** DATA FOR THIS EXERCISE follows **
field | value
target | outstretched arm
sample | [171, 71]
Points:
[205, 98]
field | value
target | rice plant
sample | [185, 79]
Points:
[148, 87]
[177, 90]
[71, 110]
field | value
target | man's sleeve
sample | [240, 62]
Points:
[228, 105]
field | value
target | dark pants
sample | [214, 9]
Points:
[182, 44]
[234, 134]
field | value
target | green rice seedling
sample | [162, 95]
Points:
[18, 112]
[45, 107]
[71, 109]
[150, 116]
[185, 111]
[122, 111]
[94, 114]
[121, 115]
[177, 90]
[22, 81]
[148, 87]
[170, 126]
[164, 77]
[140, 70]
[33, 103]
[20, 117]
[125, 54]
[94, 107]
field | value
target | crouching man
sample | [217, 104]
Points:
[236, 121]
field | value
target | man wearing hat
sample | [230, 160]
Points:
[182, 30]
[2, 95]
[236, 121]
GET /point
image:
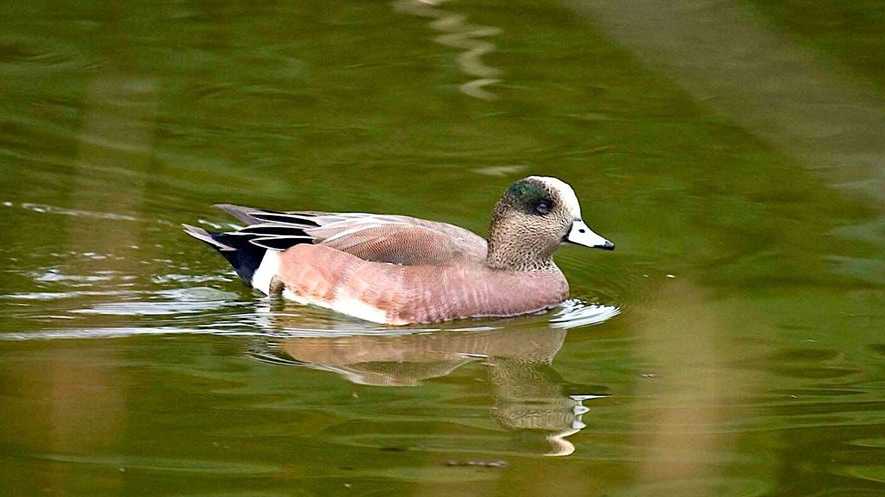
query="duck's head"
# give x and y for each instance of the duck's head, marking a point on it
(534, 216)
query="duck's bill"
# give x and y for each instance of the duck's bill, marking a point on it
(581, 234)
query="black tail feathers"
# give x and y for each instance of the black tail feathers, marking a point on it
(243, 255)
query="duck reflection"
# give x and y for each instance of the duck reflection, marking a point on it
(528, 392)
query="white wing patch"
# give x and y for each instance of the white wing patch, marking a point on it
(268, 268)
(343, 304)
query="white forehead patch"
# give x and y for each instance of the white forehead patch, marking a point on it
(566, 194)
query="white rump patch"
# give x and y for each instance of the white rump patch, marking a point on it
(566, 193)
(343, 304)
(268, 268)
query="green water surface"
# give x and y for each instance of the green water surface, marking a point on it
(732, 345)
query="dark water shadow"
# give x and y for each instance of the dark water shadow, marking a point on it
(529, 396)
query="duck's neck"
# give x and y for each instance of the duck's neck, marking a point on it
(517, 253)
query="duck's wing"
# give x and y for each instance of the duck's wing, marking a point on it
(373, 237)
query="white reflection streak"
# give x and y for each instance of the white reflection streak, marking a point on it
(458, 34)
(559, 444)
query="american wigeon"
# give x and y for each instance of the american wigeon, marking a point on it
(402, 270)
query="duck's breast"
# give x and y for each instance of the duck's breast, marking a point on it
(395, 294)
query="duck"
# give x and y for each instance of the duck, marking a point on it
(401, 270)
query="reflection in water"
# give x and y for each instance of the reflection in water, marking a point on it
(528, 395)
(458, 34)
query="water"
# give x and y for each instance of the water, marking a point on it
(731, 346)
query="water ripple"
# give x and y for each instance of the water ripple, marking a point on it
(457, 33)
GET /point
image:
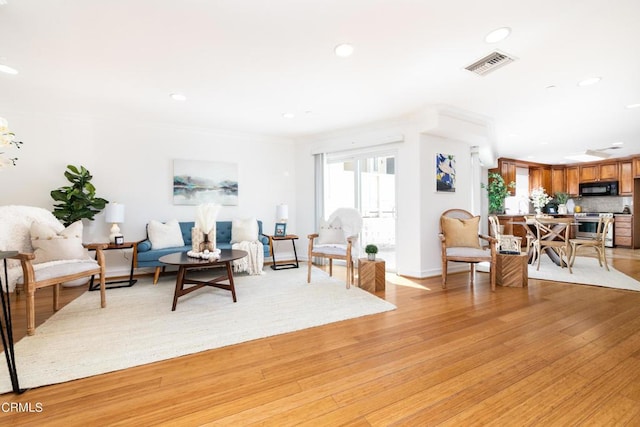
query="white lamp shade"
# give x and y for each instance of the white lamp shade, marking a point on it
(114, 213)
(282, 212)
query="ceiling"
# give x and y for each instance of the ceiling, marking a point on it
(243, 63)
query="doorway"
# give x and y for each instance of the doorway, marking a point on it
(367, 183)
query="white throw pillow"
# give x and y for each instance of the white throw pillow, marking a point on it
(167, 235)
(331, 233)
(244, 230)
(50, 245)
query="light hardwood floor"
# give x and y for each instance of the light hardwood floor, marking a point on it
(550, 354)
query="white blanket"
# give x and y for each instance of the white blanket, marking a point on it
(253, 262)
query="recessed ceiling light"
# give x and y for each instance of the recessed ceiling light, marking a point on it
(7, 69)
(590, 81)
(498, 35)
(344, 50)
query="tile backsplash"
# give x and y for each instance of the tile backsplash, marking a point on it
(601, 204)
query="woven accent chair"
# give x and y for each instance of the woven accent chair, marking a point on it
(597, 243)
(460, 242)
(28, 272)
(337, 239)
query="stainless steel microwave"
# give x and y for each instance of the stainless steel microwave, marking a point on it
(601, 188)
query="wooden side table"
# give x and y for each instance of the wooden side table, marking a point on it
(282, 266)
(511, 270)
(371, 275)
(130, 281)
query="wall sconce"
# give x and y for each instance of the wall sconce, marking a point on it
(114, 214)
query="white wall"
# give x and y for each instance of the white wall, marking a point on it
(132, 163)
(419, 205)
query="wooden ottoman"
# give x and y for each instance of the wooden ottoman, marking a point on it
(511, 270)
(371, 275)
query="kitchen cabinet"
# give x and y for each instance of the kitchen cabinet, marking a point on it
(599, 172)
(558, 180)
(623, 231)
(540, 177)
(508, 172)
(636, 167)
(626, 178)
(573, 180)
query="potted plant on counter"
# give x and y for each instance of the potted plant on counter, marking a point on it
(371, 251)
(562, 198)
(497, 191)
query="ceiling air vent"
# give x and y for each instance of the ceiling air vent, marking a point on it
(489, 63)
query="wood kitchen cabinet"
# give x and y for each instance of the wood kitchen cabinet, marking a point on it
(558, 180)
(540, 177)
(626, 178)
(623, 231)
(599, 172)
(573, 180)
(636, 167)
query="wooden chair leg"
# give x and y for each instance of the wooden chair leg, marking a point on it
(156, 275)
(444, 275)
(31, 315)
(56, 297)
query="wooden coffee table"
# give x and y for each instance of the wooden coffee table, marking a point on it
(184, 262)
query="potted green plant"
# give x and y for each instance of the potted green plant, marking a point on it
(562, 198)
(371, 251)
(78, 200)
(497, 191)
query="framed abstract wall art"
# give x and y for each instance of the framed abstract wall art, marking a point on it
(445, 173)
(197, 181)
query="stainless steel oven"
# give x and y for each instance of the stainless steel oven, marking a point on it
(587, 223)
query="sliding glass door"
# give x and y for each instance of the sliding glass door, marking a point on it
(365, 182)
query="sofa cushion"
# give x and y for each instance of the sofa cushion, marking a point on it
(167, 235)
(51, 245)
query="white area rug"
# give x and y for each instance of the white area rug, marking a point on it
(138, 326)
(586, 271)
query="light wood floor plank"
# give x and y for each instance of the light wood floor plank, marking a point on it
(549, 354)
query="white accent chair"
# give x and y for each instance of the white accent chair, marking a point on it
(506, 242)
(23, 271)
(337, 239)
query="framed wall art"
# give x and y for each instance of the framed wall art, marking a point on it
(445, 173)
(197, 182)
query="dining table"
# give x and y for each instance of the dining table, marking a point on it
(547, 228)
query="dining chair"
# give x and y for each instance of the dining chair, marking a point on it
(553, 235)
(597, 242)
(460, 242)
(532, 238)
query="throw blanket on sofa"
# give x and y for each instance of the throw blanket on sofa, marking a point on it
(252, 263)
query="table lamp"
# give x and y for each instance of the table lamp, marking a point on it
(114, 214)
(282, 212)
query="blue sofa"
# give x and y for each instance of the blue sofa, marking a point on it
(146, 256)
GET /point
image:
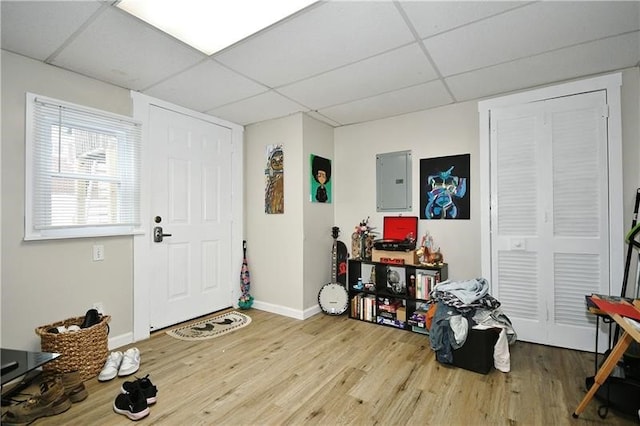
** End of DATA FOR THIS EXERCISE **
→ TASK STATEMENT
The entries need to be restated exactly, and their pictures left out.

→ SOLVED PROBLEM
field | value
target | outstretched arm
sample | [171, 71]
Points:
[205, 98]
field | value
target | rice plant
sample | [185, 79]
Points:
[148, 87]
[177, 90]
[71, 110]
field | value
target | man's sleeve
sample | [240, 62]
Points:
[228, 105]
field | value
target | dark pants
sample | [214, 9]
Points:
[182, 44]
[234, 134]
field | value
target | green rice seedling
sample | [162, 95]
Points:
[18, 112]
[45, 107]
[71, 109]
[150, 116]
[185, 111]
[122, 111]
[94, 114]
[121, 115]
[177, 90]
[22, 81]
[148, 87]
[170, 126]
[164, 77]
[140, 70]
[33, 103]
[20, 117]
[125, 54]
[94, 107]
field | value
target | crouching man
sample | [217, 104]
Points:
[236, 121]
field | value
target | man wearing hat
sample | [230, 160]
Points:
[182, 30]
[2, 95]
[236, 121]
GET /point
image:
query="duck's head"
# give x and y for each instance of the duck's head, marking a point on it
(534, 216)
query="duck's bill"
# give x and y for each instance of the duck's bill, marking a point on it
(581, 234)
query="black tail feathers"
# give x and y for each instance of the black tail feathers, marking a point on it
(243, 255)
query="duck reflection"
# give x and y for each instance of the duck reflection, marking a point on it
(528, 392)
query="white wing patch"
# give x and y for each instance of the white wing patch, marking a point on it
(268, 268)
(343, 304)
query="white forehead patch"
# give x and y for each instance of the white forehead patch, marking a point on it
(566, 194)
query="white rump patch"
# give x and y for each instance of the white rump patch, marking a point on it
(566, 193)
(343, 304)
(268, 268)
query="green water surface"
# give x and y for each instance of the green water surface, marking a point on it
(732, 345)
query="dark water shadow"
# give x and y for each instance of the dark water shadow, marking a point on it
(529, 396)
query="duck's neck"
# give x and y for each instance of the duck's neck, marking a point on it
(517, 253)
query="duck's wing"
# give x and y for each instance of the duck's wing, marking a point on it
(373, 237)
query="white reflection streak"
# give x and y for each instance of the white reflection streak, marking a point on it
(458, 34)
(559, 444)
query="american wigeon"
# give x and y for each instance of the american wigeon, marking a point on it
(402, 270)
query="duck's breast"
# give x and y for each instance of the duck's breast, marking a point on it
(395, 294)
query="duck"
# give x and y for each instance of the duck, marking a point on it
(401, 270)
query="reflection in water"
# give x and y for each instance of the reflection in water, marking a point on it
(528, 395)
(458, 34)
query="water"
# give x and y for each instance of the water, marking a point on it
(731, 346)
query="water ripple"
# give x and y for each instance of the water ripple, marking a point on it
(457, 33)
GET /point
image:
query="white lamp shade"
# give x and y for each instance of the white lamp shade, marking a point on it
(114, 213)
(282, 212)
query="ceiling"
# give x and y for each instance of the ceiling, marking a point on it
(243, 63)
query="doorway"
# give x and y for each instance of the doorway, marking a point on it
(367, 183)
query="white throw pillow"
# give x and y for each instance of the white throw pillow, marking a point on it
(167, 235)
(331, 233)
(244, 230)
(50, 245)
query="light hardwood floor"
# give x and y for each instance of the light hardwood floor, marking a point on it
(550, 354)
query="white blanket"
# give x and y for each instance of the white blanket, marking a point on it
(253, 262)
query="recessed ceiling light"
# give x and y for each instance of the recessed ceiling light, marking a point on it
(7, 69)
(590, 81)
(498, 35)
(344, 50)
query="tile backsplash"
# give x and y for each instance of the tile backsplash, marking a point on it
(601, 204)
query="woven accent chair"
# give x and y for each instance of the woven accent chair, marking a point on it
(597, 243)
(460, 242)
(28, 272)
(337, 239)
query="stainless steel microwave"
# give x and y for each instance of the stainless steel microwave, marking a point on it
(601, 188)
query="wooden side table"
# give x and y for each instance of the wooden side table, marking a point on it
(282, 266)
(511, 270)
(371, 275)
(130, 281)
query="wall sconce"
# give x and y for each instance of the wall sconce, marking a point on it
(114, 214)
query="white wall"
# give x and y for each instance of the white wall, marking a point on it
(132, 163)
(419, 205)
query="wooden ottoman"
# give x and y for each instance of the wooden ottoman, marking a point on it
(511, 270)
(371, 275)
query="kitchen cabinet"
# give x and y for each instance of the kitchen cabinet, marking a point on it
(599, 172)
(558, 180)
(623, 231)
(540, 177)
(508, 172)
(636, 167)
(626, 178)
(573, 180)
query="potted plant on counter"
# give x and y for each instance of the potted plant on counter, marking a point on it
(371, 251)
(562, 198)
(497, 191)
query="ceiling air vent"
# give x and y for each instance of the ceiling air vent, marking a point on it
(489, 63)
query="wood kitchen cabinet"
# give x and y for each instance of the wood kitchen cabinet, marking a point on it
(558, 180)
(540, 177)
(626, 178)
(623, 231)
(599, 172)
(573, 180)
(636, 167)
query="wooden chair leg"
# give x and y for each instance of the wooden chair leg, marking a point on it
(156, 275)
(444, 275)
(31, 315)
(56, 297)
query="wooden coffee table"
# give x and y for each instance of the wooden coffee table, marking a point on it
(184, 262)
query="potted green plant"
# give x and y for each instance of the potted green plant, marking a point on it
(562, 198)
(371, 251)
(78, 200)
(497, 191)
query="framed abstract wall art"
# give x and y for each instance of the framed abstract wall art, marking a point on it
(445, 173)
(197, 181)
query="stainless steel oven"
# give x and y for each instance of the stainless steel oven, marking a point on it
(587, 223)
query="sliding glass door"
# give x and y for each instance of the sliding glass door, marking a point on it
(365, 182)
query="sofa cushion"
# give x and y for each instance of the sofa cushion, marking a point on it
(167, 235)
(51, 245)
query="white area rug"
# give x and y for each instance of the white area rug, marking a point on it
(138, 326)
(586, 271)
query="light wood floor plank"
# give x and y for each instance of the light wood floor plank, marking a point on it
(549, 354)
query="white accent chair"
# give x and y for each instance of the white accent chair, marking a point on it
(506, 242)
(23, 271)
(337, 239)
query="framed wall art"
# give x and y for each instance of the framed wall art, marking a point on it
(445, 173)
(197, 182)
query="dining table"
# give x and y for each instance of the dining table, marking a point on it
(547, 228)
query="dining chair"
# give x and y for each instance of the dining chair, marking a point on it
(553, 235)
(597, 242)
(460, 242)
(532, 238)
query="throw blanket on sofa"
# give x and y for each instance of the throw blanket on sofa, marking a point on it
(252, 263)
query="table lamp"
# give x and y for each instance of the table lamp, marking a point on it
(114, 214)
(282, 212)
query="blue sofa"
# give x and y for each instance of the blue sofa, marking a point on it
(146, 256)
GET /point
image:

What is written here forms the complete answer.